═════ DOCUMENT

The best part of Monday's post on the Facebook authorship-authentication controversy ("High-stakes forensic linguistics", 7/25/2011) was the contribution in the comments by Ron Butters, Larry Solan, and Carole Chaski. It's interesting to compare the situation they describe — and the frustration that they express about it — with the history of technologies for answering questions about the source of bits of speech rather than bits of text.
The U.S. National Institute of Standards and Technologies (NIST) has been running a formal "Speaker Recognition Evaluation" (SRE) series since the mid-1990s. There were older planned evaluations of a similar sort going back a decade before that — the 1987 King Speaker Verification corpus was used in such evaluations starting in the last half of the 1980s, and the 1991 Switchboard corpus, though it has been used for many things, was originally collected and used as for speaker identification research and evaluation.
So we've had about 25 years of systematic development and open competitive evaluation of methods for determining or validating speaker identity.
Now, if you know the history of forensic speaker identification, you'll object that allegedly scientific methods in that area go back much further. You might cite, for example, Lawrence G. Kersta, "Voiceprint-Identification Infallibility", J. Acoust. Soc. Am. 34(12) 1962:
Previously reported work demonstrated that a high degree of speaker‐identification accuracy could be achieved by visually matching the Voiceprint (spectrogram) of an unknown speaker's utterance with a similar Voiceprint in a group of reference prints. Both reference and unknown utterances consisted of single cue words excerpted from contextual material. An extension of the experimental showed identification success in excess of 99% when the reference and unknown patterns were enlarged to 5‐ and 10‐word groups. Other experiments showed that professional ventriloquists and mimics cannot create voices or imitate others without revealing their own identities. Attempts to disguise the voice by use of various mechanical manipulations and devices were also unsuccessful. Experiments with a population expanded over the original 25 speakers showed that identification success does not decrease substantially with larger groups.

══════════
═════ SUPPLIED MATERIAL

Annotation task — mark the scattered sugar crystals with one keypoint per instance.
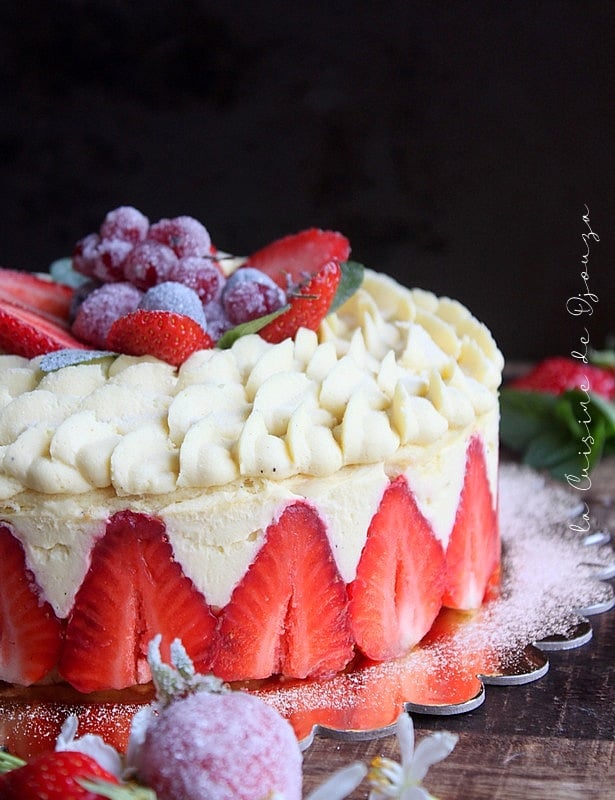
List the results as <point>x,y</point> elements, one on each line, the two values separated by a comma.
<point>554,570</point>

══════════
═════ SUPPLIED MATERIAL

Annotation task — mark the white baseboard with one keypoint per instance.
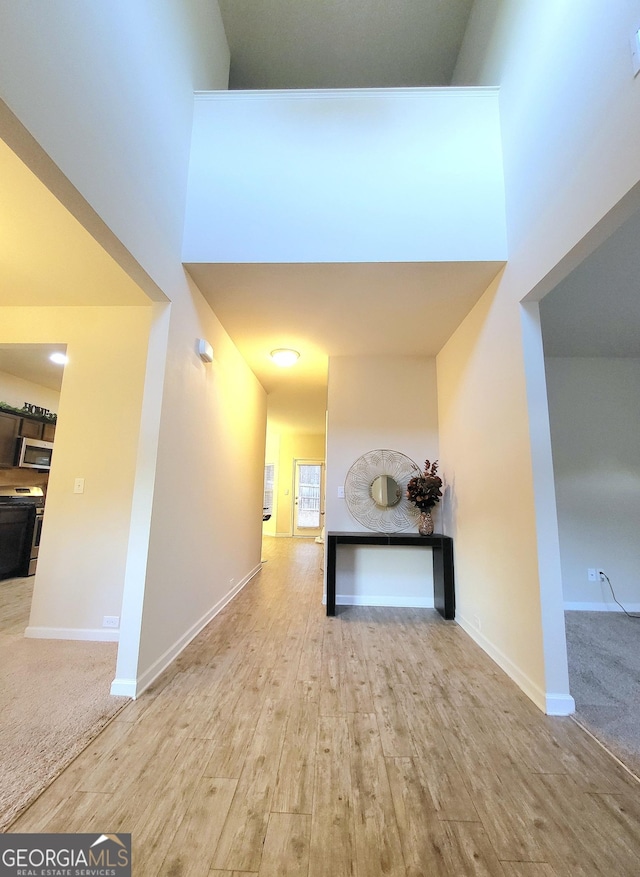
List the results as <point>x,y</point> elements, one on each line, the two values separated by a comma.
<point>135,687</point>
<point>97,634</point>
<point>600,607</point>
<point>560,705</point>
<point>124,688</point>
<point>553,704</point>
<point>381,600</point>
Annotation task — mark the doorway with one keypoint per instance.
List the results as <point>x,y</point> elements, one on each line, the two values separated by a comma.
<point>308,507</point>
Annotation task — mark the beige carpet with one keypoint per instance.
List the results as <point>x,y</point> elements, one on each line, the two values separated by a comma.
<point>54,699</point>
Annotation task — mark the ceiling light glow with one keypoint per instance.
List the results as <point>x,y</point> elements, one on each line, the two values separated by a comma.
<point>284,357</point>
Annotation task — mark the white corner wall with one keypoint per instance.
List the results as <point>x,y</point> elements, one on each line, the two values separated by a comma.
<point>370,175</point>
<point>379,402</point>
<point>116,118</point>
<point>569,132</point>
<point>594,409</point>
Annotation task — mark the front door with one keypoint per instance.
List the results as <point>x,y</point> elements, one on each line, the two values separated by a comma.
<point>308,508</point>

══════════
═════ SUPPLIED MATERIAL

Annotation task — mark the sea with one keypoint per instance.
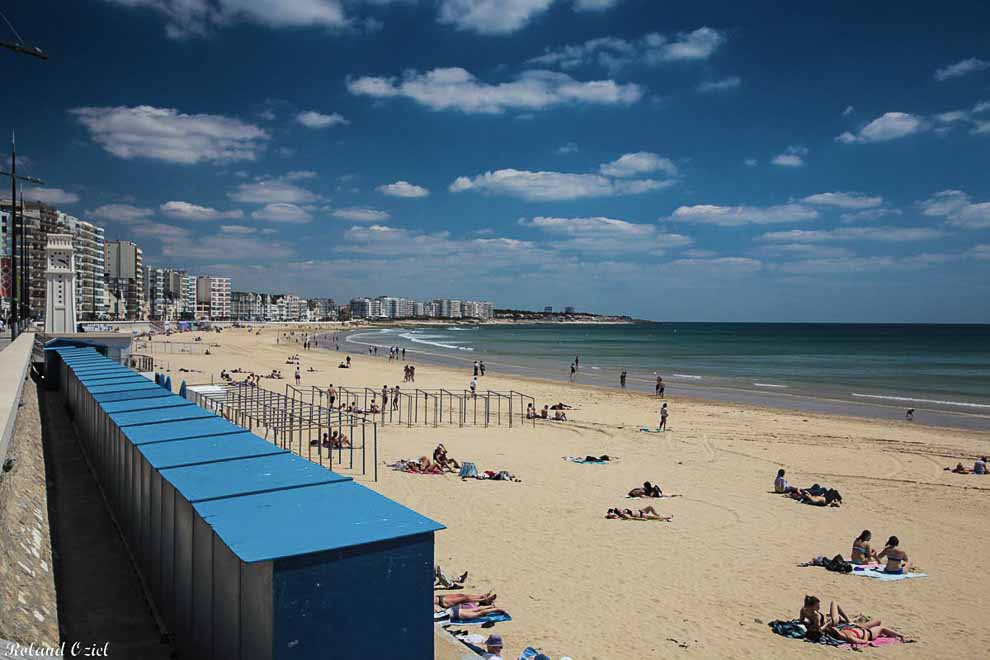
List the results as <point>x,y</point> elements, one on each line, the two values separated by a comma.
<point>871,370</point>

══════════

TASKS TO CARRY OUT:
1. Output everything in the speaker-identification post from "The U.S. National" down to "validating speaker identity.", word for word.
2. Format the rows from the line containing "Annotation task — mark the scattered" down to the line containing "<point>554,570</point>", both included, as a JSON list of strings with one string per line. Skip blank lines and leave the pictures out.
The rows come from a different source than the post on speaker identification.

WORKED ANSWERS:
1.
The U.S. National Institute of Standards and Technologies (NIST) has been running a formal "Speaker Recognition Evaluation" (SRE) series since the mid-1990s. There were older planned evaluations of a similar sort going back a decade before that — the 1987 King Speaker Verification corpus was used in such evaluations starting in the last half of the 1980s, and the 1991 Switchboard corpus, though it has been used for many things, was originally collected and used as for speaker identification research and evaluation.
So we've had about 25 years of systematic development and open competitive evaluation of methods for determining or validating speaker identity.

2.
[
  "Annotation task — mark the scattered sugar crystals with one keypoint per instance.",
  "List the results as <point>x,y</point> elements, one on each line, the two values separated by a comma.",
  "<point>554,570</point>"
]